- What you should do:
Copy out all the rows below, swapping each "one dot apiece" for "one point each" and leaving everything else as it is.

--- start Material to process ---

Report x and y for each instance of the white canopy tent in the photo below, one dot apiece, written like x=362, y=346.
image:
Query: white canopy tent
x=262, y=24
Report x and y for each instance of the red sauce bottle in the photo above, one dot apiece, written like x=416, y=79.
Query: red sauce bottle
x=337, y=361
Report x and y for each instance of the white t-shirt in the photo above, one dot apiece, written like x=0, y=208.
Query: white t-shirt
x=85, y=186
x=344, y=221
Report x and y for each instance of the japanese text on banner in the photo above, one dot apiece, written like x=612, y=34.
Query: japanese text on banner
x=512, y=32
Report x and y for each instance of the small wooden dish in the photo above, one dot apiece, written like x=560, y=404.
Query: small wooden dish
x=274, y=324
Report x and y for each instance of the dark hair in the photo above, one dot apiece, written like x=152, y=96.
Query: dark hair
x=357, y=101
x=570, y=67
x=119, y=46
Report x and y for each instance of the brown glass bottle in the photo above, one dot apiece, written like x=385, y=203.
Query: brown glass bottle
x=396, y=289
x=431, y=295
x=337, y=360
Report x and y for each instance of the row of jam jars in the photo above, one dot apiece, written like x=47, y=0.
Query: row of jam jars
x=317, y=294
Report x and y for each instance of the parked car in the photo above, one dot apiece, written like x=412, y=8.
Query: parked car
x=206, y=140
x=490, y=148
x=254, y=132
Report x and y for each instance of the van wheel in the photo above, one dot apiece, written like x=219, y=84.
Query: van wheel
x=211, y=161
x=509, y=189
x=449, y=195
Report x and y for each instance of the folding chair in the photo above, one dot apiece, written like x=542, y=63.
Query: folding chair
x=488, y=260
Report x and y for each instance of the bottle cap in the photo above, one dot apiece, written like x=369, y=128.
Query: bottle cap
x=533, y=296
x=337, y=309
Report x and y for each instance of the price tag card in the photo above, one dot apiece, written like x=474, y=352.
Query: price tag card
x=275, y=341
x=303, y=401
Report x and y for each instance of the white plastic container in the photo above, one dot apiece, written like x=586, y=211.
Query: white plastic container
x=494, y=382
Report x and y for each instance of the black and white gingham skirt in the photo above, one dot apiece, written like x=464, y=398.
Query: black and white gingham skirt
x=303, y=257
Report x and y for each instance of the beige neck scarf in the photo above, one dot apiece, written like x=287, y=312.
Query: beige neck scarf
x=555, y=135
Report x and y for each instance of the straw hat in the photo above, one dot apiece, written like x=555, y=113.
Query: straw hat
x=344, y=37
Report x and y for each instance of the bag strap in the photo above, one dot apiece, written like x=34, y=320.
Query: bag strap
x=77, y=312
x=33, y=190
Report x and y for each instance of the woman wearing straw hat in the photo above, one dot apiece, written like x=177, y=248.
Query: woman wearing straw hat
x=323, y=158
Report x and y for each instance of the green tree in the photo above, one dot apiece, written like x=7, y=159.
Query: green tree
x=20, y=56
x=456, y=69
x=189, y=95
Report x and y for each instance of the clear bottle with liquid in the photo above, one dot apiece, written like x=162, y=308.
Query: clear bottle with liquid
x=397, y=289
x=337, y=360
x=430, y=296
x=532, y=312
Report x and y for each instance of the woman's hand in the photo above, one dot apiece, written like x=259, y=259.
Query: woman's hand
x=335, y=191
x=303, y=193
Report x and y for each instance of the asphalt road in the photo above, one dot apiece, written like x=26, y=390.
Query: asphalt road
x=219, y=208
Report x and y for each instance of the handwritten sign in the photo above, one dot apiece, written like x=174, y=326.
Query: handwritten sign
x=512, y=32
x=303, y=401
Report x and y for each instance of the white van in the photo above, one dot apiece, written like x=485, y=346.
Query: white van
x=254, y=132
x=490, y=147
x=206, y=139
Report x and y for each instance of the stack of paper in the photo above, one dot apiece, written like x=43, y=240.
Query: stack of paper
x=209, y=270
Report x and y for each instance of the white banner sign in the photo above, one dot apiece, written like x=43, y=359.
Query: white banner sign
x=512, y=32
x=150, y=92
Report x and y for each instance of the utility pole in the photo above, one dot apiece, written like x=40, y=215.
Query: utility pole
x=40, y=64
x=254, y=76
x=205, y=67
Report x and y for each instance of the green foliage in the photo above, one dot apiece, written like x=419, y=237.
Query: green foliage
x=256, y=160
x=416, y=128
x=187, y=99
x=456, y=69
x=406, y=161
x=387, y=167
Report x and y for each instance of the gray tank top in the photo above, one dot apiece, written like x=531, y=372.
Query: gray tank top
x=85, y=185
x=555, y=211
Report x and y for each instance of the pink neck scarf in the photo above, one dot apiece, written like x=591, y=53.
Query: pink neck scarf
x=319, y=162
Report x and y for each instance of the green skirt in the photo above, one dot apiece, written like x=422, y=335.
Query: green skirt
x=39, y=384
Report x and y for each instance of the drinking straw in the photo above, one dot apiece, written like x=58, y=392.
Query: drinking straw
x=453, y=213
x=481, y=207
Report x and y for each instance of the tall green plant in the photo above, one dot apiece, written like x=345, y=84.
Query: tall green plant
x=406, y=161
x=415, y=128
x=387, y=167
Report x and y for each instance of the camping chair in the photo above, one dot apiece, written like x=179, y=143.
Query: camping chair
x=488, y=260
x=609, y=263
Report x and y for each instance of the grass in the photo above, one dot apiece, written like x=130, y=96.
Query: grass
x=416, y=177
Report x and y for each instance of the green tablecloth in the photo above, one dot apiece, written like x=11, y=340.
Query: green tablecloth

--- end Material to process ---

- Worked answer:
Report x and y for each instance of the white canopy tent in the photo below, one point each, written like x=362, y=346.
image:
Query: white canopy tent
x=262, y=24
Report x and y for each instance of the red sauce bottle in the photo above, one point each, written like x=416, y=79.
Query: red sauce bottle
x=337, y=361
Report x and y for each instance of the white t-shirt in the photo above, one point each, written like x=0, y=208.
Query: white t-shirt
x=85, y=186
x=344, y=221
Report x and y for each instance of the japanese text on banner in the photo above, one point each, written like x=612, y=34.
Query: japanese text on banner
x=512, y=32
Report x and y for each instance of the small wooden dish in the photo above, one point each, written like x=560, y=404.
Query: small wooden dish
x=274, y=324
Report x and y for each instance of the dark hair in the photo above, one point each, written like x=152, y=96.
Query: dark hair
x=357, y=101
x=570, y=67
x=119, y=46
Report x and y for each instance of the brown glass bottle in the photo above, one point each, written like x=385, y=203.
Query: brown glass bottle
x=396, y=289
x=431, y=295
x=337, y=360
Report x and y for each instance of the row of jam jars in the photo above, one point each, written like x=47, y=0.
Query: row of jam jars
x=317, y=294
Report x and y for each instance of the parked car in the photo above, one point each, written like x=412, y=8.
Query: parked car
x=206, y=140
x=490, y=148
x=254, y=132
Report x and y for each instance of the van wheel in the photo above, one point each, written like x=219, y=84.
Query: van wheel
x=211, y=161
x=509, y=189
x=449, y=195
Report x and y for each instance of the folding chair in the photo above, one point each, written like x=542, y=63.
Query: folding chair
x=488, y=260
Report x and y for each instance of the bottle cap in the photo above, one point each, written like x=369, y=128.
Query: bottle cap
x=533, y=296
x=337, y=309
Report x and y for each instance of the price tag card in the photo above, one point each, written like x=474, y=352.
Query: price tag card
x=275, y=341
x=303, y=401
Report x and y for each instance of the white plastic container in the photo above, one point each, written like x=586, y=211.
Query: white plastic container
x=494, y=382
Report x and y for each instance of the black and white gingham skirt in the photo above, one point each, written like x=464, y=398.
Query: black and white gingham skirt
x=303, y=257
Report x and y for each instance of the beige neck scarf in the photo above, one point each, written like x=287, y=312.
Query: beige neck scarf
x=555, y=135
Report x and y for each instance of the straw hat in the photo above, one point each, written like x=555, y=113.
Query: straw hat
x=344, y=37
Report x and y for each instance of the bag strap in the photo above, one point each, written like x=34, y=320.
Query: bag strap
x=77, y=312
x=33, y=190
Report x and y for each instance of the woman wearing straw hat in the photo above, one point each, written like x=177, y=248.
Query: woman wearing straw hat
x=323, y=158
Report x and y for each instance of the green tree in the photo above, one point each, written like x=7, y=159.
Query: green tree
x=20, y=56
x=456, y=69
x=189, y=95
Report x and y for each instance of the clear bottle with liquid in the photo above, one point each, written like x=162, y=308.
Query: clear bottle with liquid
x=397, y=289
x=337, y=360
x=430, y=296
x=532, y=312
Report x and y for each instance of the woman's hand in the photo above, one point each, written like x=259, y=259.
Query: woman's hand
x=335, y=191
x=303, y=193
Report x and y for each instance of the asphalt road in the photo above, one point each, written like x=26, y=390.
Query: asphalt road
x=219, y=208
Report x and y for each instance of the handwritten sign in the photo above, one point each, written like x=174, y=326.
Query: handwritten sign
x=512, y=32
x=303, y=401
Report x and y for each instance of the white van in the photo above, one point each, written like x=485, y=346.
Query: white van
x=254, y=132
x=490, y=147
x=206, y=139
Report x and y for each instance of the stack of paper in the photo above, one point each, written like x=43, y=240.
Query: stack of paper
x=209, y=270
Report x and y for each instance of the white banner sign in the photo above, one point each, written like x=43, y=359.
Query: white banner sign
x=512, y=32
x=150, y=92
Report x and y for each instance of the utility pole in the photo above, one point each, written like x=40, y=215.
Query: utility pole
x=40, y=64
x=254, y=76
x=205, y=67
Report x and y for each instance of the green foliage in the photo above, one point each, written like x=419, y=237.
Query: green foliage
x=256, y=160
x=416, y=128
x=187, y=99
x=456, y=69
x=406, y=161
x=387, y=167
Report x and y for each instance of the gray tank top in the photo above, one point each, written like x=531, y=372.
Query: gray tank top
x=85, y=185
x=555, y=211
Report x and y for each instance of the pink neck scarf in the photo above, one point each, written like x=591, y=53.
Query: pink neck scarf
x=319, y=162
Report x and y for each instance of the green skirt in the photo above, one point each, written like x=422, y=335.
Query: green skirt
x=39, y=384
Report x and y for each instance of the drinking straw in the photo above, one point each, written like x=58, y=392.
Query: drinking straw
x=453, y=213
x=481, y=207
Report x and y for each instance of the tall green plant in the photo above, one point each, written like x=345, y=84.
Query: tall green plant
x=406, y=161
x=415, y=128
x=387, y=167
Report x and y for each instance of the camping chair in the photo above, one point each, written like x=179, y=143.
Query: camping chair
x=488, y=260
x=609, y=263
Report x and y for each instance of the grass in the photo above, one point each, written like x=130, y=96.
Query: grass
x=416, y=177
Report x and y for each instance of the green tablecloth in the photo above, one point each, written like x=11, y=340.
Query: green tablecloth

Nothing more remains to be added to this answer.